[Start of Data supplied]
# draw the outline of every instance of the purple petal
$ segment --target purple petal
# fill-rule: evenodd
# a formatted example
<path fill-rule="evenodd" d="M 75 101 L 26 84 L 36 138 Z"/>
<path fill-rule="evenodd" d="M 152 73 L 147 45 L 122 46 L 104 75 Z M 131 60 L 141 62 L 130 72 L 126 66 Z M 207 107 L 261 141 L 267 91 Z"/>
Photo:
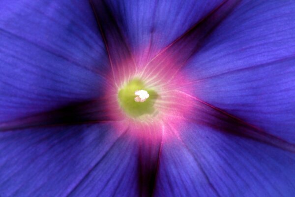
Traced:
<path fill-rule="evenodd" d="M 175 132 L 173 129 L 168 132 Z M 156 196 L 292 196 L 295 153 L 205 126 L 163 144 Z"/>
<path fill-rule="evenodd" d="M 100 96 L 107 59 L 88 2 L 1 1 L 0 19 L 1 121 Z"/>
<path fill-rule="evenodd" d="M 137 63 L 145 64 L 222 0 L 107 1 Z"/>
<path fill-rule="evenodd" d="M 134 196 L 136 144 L 108 123 L 0 132 L 1 195 Z"/>

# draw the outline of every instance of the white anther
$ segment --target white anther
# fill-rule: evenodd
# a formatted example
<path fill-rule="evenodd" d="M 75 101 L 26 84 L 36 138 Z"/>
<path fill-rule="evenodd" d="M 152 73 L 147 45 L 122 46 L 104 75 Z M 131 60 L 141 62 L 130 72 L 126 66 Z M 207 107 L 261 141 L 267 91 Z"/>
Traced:
<path fill-rule="evenodd" d="M 136 102 L 145 102 L 147 98 L 149 97 L 148 92 L 144 90 L 137 90 L 135 91 L 134 94 L 137 96 L 134 98 Z"/>

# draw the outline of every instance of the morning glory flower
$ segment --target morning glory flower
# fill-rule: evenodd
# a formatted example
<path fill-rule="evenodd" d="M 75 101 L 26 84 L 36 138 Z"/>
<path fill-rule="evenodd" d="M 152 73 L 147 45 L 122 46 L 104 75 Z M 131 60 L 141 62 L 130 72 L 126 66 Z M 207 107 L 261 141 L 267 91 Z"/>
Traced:
<path fill-rule="evenodd" d="M 0 2 L 0 197 L 292 197 L 295 1 Z"/>

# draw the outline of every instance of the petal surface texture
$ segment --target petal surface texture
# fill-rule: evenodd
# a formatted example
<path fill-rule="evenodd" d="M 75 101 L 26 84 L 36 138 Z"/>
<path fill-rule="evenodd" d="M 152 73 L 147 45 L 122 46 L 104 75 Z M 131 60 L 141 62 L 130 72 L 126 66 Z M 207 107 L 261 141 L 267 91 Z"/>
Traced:
<path fill-rule="evenodd" d="M 292 196 L 294 10 L 1 1 L 0 197 Z M 113 111 L 138 73 L 169 85 L 156 126 Z"/>
<path fill-rule="evenodd" d="M 1 1 L 0 37 L 1 122 L 99 96 L 107 58 L 87 1 Z"/>
<path fill-rule="evenodd" d="M 293 143 L 295 8 L 293 1 L 242 1 L 184 68 L 196 97 Z"/>

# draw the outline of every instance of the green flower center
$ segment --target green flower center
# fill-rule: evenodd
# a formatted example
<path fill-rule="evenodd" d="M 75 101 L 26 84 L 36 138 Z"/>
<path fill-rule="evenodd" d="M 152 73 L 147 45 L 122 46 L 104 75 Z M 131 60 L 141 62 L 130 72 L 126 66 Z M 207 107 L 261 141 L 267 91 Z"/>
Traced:
<path fill-rule="evenodd" d="M 120 106 L 133 118 L 154 113 L 154 104 L 157 98 L 155 91 L 146 88 L 143 82 L 137 79 L 125 84 L 118 94 Z"/>

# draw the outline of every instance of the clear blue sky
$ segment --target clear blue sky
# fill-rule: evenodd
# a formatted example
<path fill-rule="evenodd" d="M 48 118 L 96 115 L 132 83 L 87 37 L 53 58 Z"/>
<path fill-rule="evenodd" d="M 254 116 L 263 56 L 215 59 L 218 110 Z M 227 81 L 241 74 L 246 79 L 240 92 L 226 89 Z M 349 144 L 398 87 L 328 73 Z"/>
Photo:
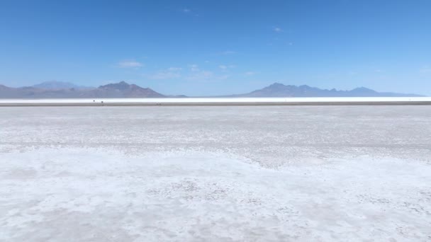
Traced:
<path fill-rule="evenodd" d="M 0 1 L 0 83 L 431 95 L 431 1 Z"/>

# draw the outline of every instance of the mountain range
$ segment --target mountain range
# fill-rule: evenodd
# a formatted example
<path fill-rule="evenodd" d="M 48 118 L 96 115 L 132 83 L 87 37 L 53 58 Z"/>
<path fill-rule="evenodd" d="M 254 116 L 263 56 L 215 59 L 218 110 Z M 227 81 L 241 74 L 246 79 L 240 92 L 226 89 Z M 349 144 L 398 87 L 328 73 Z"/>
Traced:
<path fill-rule="evenodd" d="M 307 85 L 293 86 L 274 83 L 262 89 L 244 94 L 218 97 L 418 97 L 417 94 L 381 93 L 364 87 L 349 91 L 320 89 Z M 142 88 L 125 81 L 100 86 L 82 86 L 70 83 L 49 81 L 20 88 L 0 85 L 0 98 L 186 98 L 184 95 L 163 95 L 150 88 Z"/>

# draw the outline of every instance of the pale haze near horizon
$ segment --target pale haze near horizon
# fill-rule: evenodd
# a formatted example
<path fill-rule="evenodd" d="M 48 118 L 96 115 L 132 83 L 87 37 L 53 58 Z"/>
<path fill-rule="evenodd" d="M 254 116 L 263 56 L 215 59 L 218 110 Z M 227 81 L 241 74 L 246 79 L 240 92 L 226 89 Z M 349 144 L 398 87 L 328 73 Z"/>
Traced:
<path fill-rule="evenodd" d="M 431 95 L 427 1 L 6 1 L 0 83 L 165 94 L 247 93 L 274 82 Z"/>

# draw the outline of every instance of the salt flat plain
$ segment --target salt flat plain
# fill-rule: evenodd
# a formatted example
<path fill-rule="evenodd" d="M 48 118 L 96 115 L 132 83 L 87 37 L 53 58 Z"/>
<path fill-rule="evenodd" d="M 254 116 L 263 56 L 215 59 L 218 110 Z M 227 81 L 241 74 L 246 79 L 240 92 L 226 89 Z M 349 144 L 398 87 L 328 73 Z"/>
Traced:
<path fill-rule="evenodd" d="M 430 241 L 431 106 L 0 108 L 1 241 Z"/>

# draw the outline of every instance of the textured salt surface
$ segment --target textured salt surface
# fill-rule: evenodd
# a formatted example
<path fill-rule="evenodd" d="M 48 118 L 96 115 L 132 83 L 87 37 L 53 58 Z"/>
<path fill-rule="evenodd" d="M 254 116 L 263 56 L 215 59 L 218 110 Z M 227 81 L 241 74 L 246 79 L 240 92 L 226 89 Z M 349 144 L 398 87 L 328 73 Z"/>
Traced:
<path fill-rule="evenodd" d="M 428 107 L 0 114 L 0 241 L 431 240 Z"/>

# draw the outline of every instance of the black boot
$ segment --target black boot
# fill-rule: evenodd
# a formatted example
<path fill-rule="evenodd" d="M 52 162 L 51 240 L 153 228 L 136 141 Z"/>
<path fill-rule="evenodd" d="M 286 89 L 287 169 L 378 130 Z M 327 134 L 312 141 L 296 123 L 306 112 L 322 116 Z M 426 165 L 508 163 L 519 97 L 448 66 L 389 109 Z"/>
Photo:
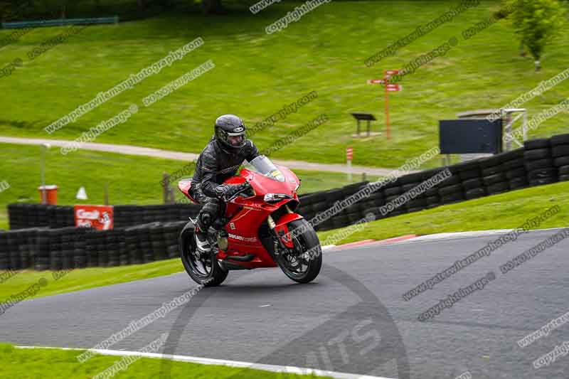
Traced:
<path fill-rule="evenodd" d="M 208 233 L 201 230 L 199 225 L 196 225 L 196 246 L 201 254 L 207 254 L 211 251 L 211 246 L 208 240 Z"/>

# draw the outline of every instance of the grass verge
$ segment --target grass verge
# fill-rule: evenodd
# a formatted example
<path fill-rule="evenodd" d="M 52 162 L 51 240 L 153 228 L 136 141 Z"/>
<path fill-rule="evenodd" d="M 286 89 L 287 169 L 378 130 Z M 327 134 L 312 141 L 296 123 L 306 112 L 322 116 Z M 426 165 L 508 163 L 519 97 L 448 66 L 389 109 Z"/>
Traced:
<path fill-rule="evenodd" d="M 569 226 L 569 213 L 567 212 L 569 182 L 561 182 L 372 221 L 365 225 L 363 230 L 337 243 L 366 238 L 383 240 L 408 234 L 514 228 L 521 226 L 528 218 L 556 204 L 560 206 L 560 212 L 544 221 L 538 228 Z M 320 242 L 324 244 L 327 237 L 344 229 L 319 233 Z"/>
<path fill-rule="evenodd" d="M 0 361 L 2 362 L 0 373 L 3 378 L 20 379 L 37 378 L 87 379 L 107 370 L 116 361 L 121 360 L 120 357 L 95 355 L 84 363 L 80 363 L 76 357 L 82 351 L 50 348 L 22 349 L 8 343 L 0 343 Z M 160 376 L 161 363 L 161 359 L 142 358 L 129 365 L 126 370 L 119 371 L 113 378 L 116 379 L 158 378 Z M 193 379 L 324 378 L 175 361 L 171 362 L 170 369 L 171 378 Z"/>
<path fill-rule="evenodd" d="M 0 192 L 0 229 L 7 229 L 7 204 L 39 201 L 40 147 L 0 144 L 0 181 L 5 180 L 10 184 L 10 188 Z M 46 181 L 48 184 L 58 185 L 58 202 L 62 205 L 102 204 L 105 185 L 111 204 L 159 204 L 162 202 L 162 173 L 176 172 L 186 164 L 183 161 L 87 150 L 63 156 L 59 149 L 52 148 L 46 153 Z M 299 193 L 350 183 L 343 173 L 306 170 L 294 170 L 294 173 L 302 179 Z M 355 175 L 352 179 L 352 183 L 358 181 L 361 176 Z M 87 201 L 75 199 L 81 186 L 87 191 Z M 176 198 L 184 197 L 179 191 L 176 193 Z"/>
<path fill-rule="evenodd" d="M 536 73 L 531 55 L 520 56 L 511 23 L 499 21 L 469 39 L 462 32 L 487 20 L 501 1 L 480 1 L 427 35 L 371 67 L 364 60 L 426 26 L 450 9 L 454 0 L 334 1 L 304 15 L 285 30 L 267 35 L 265 27 L 301 1 L 275 4 L 257 14 L 248 5 L 227 14 L 183 11 L 117 25 L 89 26 L 37 58 L 28 52 L 65 28 L 41 28 L 2 48 L 4 67 L 23 61 L 0 80 L 10 101 L 0 115 L 0 134 L 75 139 L 130 104 L 139 112 L 105 132 L 97 142 L 126 144 L 182 151 L 200 151 L 212 134 L 220 110 L 252 126 L 311 91 L 318 97 L 255 136 L 261 149 L 326 113 L 329 122 L 275 153 L 275 158 L 344 163 L 344 148 L 354 149 L 353 164 L 396 167 L 438 145 L 440 119 L 456 113 L 502 107 L 567 68 L 569 33 L 563 30 L 546 48 Z M 216 22 L 212 22 L 212 17 Z M 184 28 L 176 26 L 184 25 Z M 10 33 L 0 31 L 0 38 Z M 75 122 L 48 134 L 44 128 L 186 43 L 201 37 L 203 46 L 110 100 Z M 405 64 L 456 37 L 444 56 L 402 80 L 404 90 L 390 97 L 393 138 L 354 138 L 352 112 L 369 112 L 385 125 L 383 90 L 368 79 Z M 208 60 L 216 67 L 149 107 L 142 99 Z M 529 117 L 567 97 L 569 80 L 524 103 Z M 54 96 L 54 94 L 56 94 Z M 566 132 L 569 114 L 543 122 L 530 137 Z M 317 151 L 315 144 L 318 145 Z M 433 160 L 427 165 L 437 165 Z"/>
<path fill-rule="evenodd" d="M 373 221 L 366 225 L 363 230 L 336 243 L 367 238 L 381 240 L 406 234 L 514 228 L 555 204 L 561 207 L 561 211 L 543 222 L 538 228 L 569 226 L 569 214 L 564 205 L 569 204 L 569 182 L 565 182 Z M 496 215 L 499 215 L 496 217 Z M 335 229 L 319 233 L 321 242 L 326 243 L 328 237 L 341 230 Z M 146 265 L 77 269 L 57 281 L 53 279 L 50 272 L 23 271 L 0 284 L 0 301 L 23 291 L 42 277 L 48 280 L 48 284 L 35 297 L 148 279 L 183 270 L 180 260 L 173 259 Z"/>

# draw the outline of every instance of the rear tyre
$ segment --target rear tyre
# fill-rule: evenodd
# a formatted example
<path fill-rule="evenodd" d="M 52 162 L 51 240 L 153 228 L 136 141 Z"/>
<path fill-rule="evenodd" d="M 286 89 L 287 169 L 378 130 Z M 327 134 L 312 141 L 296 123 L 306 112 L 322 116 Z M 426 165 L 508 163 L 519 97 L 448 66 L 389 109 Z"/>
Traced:
<path fill-rule="evenodd" d="M 228 271 L 223 271 L 216 258 L 217 248 L 212 247 L 212 252 L 207 257 L 198 257 L 194 252 L 196 250 L 193 223 L 190 221 L 180 233 L 179 245 L 184 267 L 192 279 L 204 287 L 218 286 L 227 277 Z"/>
<path fill-rule="evenodd" d="M 322 249 L 314 229 L 304 218 L 288 224 L 289 231 L 302 228 L 304 232 L 292 237 L 294 245 L 291 252 L 280 252 L 277 264 L 289 278 L 298 283 L 314 280 L 322 267 Z"/>

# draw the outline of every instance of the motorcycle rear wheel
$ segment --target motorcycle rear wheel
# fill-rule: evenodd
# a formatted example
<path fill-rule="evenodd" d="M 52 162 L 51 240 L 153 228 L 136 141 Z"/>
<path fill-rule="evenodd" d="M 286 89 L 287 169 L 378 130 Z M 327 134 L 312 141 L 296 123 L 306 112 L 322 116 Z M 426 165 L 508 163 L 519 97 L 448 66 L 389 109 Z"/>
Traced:
<path fill-rule="evenodd" d="M 184 268 L 190 277 L 198 284 L 204 287 L 218 286 L 225 279 L 228 272 L 221 269 L 213 252 L 208 257 L 200 258 L 196 257 L 194 233 L 195 226 L 191 221 L 188 222 L 180 233 L 179 245 Z M 214 247 L 212 250 L 216 251 L 217 249 Z"/>
<path fill-rule="evenodd" d="M 304 232 L 292 237 L 294 251 L 281 252 L 276 261 L 289 278 L 298 283 L 309 283 L 314 280 L 322 267 L 322 249 L 314 229 L 304 218 L 289 223 L 289 231 L 302 228 Z"/>

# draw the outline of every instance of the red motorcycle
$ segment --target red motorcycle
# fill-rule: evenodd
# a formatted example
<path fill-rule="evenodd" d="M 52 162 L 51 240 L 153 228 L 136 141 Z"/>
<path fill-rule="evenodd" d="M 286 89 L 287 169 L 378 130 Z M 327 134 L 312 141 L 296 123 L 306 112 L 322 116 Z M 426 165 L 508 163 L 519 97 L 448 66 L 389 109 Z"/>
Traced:
<path fill-rule="evenodd" d="M 190 218 L 180 233 L 181 260 L 190 277 L 211 287 L 221 284 L 232 269 L 278 266 L 295 282 L 314 280 L 322 265 L 322 251 L 312 226 L 294 213 L 299 203 L 297 176 L 260 155 L 225 183 L 248 186 L 223 199 L 223 215 L 208 231 L 211 252 L 201 255 L 196 248 L 196 220 Z M 189 179 L 178 183 L 180 191 L 196 202 L 189 193 L 191 186 Z"/>

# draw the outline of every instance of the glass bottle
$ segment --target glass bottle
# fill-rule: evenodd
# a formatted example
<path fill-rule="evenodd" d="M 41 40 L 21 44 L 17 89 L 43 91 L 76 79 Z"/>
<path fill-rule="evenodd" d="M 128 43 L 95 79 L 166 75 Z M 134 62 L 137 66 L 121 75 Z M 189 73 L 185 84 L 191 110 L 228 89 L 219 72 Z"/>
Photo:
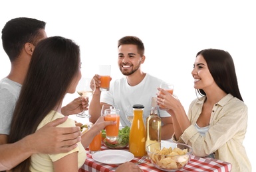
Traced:
<path fill-rule="evenodd" d="M 146 149 L 151 144 L 161 142 L 162 120 L 158 115 L 156 97 L 152 98 L 150 115 L 146 118 Z"/>
<path fill-rule="evenodd" d="M 145 155 L 146 129 L 143 121 L 143 111 L 144 107 L 142 105 L 134 105 L 134 119 L 130 130 L 129 151 L 134 157 Z"/>

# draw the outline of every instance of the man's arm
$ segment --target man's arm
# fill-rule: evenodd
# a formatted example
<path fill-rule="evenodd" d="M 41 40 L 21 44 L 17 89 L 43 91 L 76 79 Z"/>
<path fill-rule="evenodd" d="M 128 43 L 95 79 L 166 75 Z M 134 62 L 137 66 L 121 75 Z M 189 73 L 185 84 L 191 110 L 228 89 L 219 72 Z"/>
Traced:
<path fill-rule="evenodd" d="M 33 153 L 59 153 L 68 152 L 80 141 L 79 127 L 61 128 L 67 116 L 57 119 L 22 140 L 0 145 L 0 171 L 9 170 Z"/>
<path fill-rule="evenodd" d="M 172 138 L 172 136 L 174 132 L 174 124 L 172 123 L 172 117 L 162 117 L 162 140 L 169 140 Z"/>

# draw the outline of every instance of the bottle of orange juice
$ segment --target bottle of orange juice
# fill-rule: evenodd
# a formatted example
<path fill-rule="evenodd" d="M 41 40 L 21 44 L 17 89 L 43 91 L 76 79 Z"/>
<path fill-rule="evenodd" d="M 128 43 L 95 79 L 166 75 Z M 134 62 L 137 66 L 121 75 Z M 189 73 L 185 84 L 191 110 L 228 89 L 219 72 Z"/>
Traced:
<path fill-rule="evenodd" d="M 134 157 L 142 157 L 146 154 L 146 129 L 143 121 L 144 107 L 142 105 L 134 105 L 132 107 L 134 119 L 130 130 L 129 151 Z"/>

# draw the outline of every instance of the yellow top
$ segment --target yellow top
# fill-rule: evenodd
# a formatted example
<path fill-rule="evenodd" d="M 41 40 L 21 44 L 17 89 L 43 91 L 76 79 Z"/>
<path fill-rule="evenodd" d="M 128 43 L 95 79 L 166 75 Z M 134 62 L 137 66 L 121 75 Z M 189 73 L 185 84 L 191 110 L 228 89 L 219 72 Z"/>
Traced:
<path fill-rule="evenodd" d="M 37 130 L 46 125 L 47 123 L 57 118 L 62 118 L 64 116 L 56 111 L 52 110 L 39 124 Z M 59 127 L 75 126 L 74 121 L 68 118 L 64 123 L 58 126 Z M 78 167 L 80 168 L 85 161 L 86 152 L 80 142 L 78 143 L 78 147 L 72 151 L 59 154 L 43 154 L 35 153 L 31 156 L 31 165 L 30 170 L 33 171 L 54 171 L 53 162 L 64 157 L 74 151 L 78 151 Z"/>

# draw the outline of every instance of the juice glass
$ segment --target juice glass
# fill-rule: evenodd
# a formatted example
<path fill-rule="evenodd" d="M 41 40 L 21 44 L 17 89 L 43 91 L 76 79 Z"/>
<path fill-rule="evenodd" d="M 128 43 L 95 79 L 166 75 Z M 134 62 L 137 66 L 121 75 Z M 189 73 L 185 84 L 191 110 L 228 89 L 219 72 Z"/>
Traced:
[End of Data supplied]
## Exercise description
Rewrite the lines starting at the one containing "# draw the outline of every instance of the pale" and ending at the one containing "430 241 L 431", changing "salt flat plain" to "dry lake bed" and leaving everything else unchanged.

## Solved exercise
# draw the outline of every instance of the pale haze near horizon
$ segment --target pale haze near horizon
# fill-rule: evenodd
# a formatted example
<path fill-rule="evenodd" d="M 48 118 L 96 115 L 132 83 L 87 37 L 53 58 Z"/>
<path fill-rule="evenodd" d="M 254 116 L 263 56 L 215 59 L 218 110 Z M 227 81 L 241 74 L 246 79 L 240 92 L 226 89 Z M 349 144 L 398 87 L 328 73 Z"/>
Traced:
<path fill-rule="evenodd" d="M 431 95 L 427 1 L 6 1 L 0 83 L 165 94 L 247 93 L 274 82 Z"/>

# draw the outline of every instance of the dry lake bed
$ segment --target dry lake bed
# fill-rule: evenodd
# a formatted example
<path fill-rule="evenodd" d="M 48 118 L 96 115 L 132 83 L 87 37 L 53 58 Z"/>
<path fill-rule="evenodd" d="M 254 116 L 263 56 L 215 59 L 218 110 Z M 227 81 L 241 74 L 246 79 L 240 92 L 226 89 Z M 349 144 L 398 87 L 328 73 Z"/>
Traced:
<path fill-rule="evenodd" d="M 430 241 L 431 106 L 0 108 L 1 241 Z"/>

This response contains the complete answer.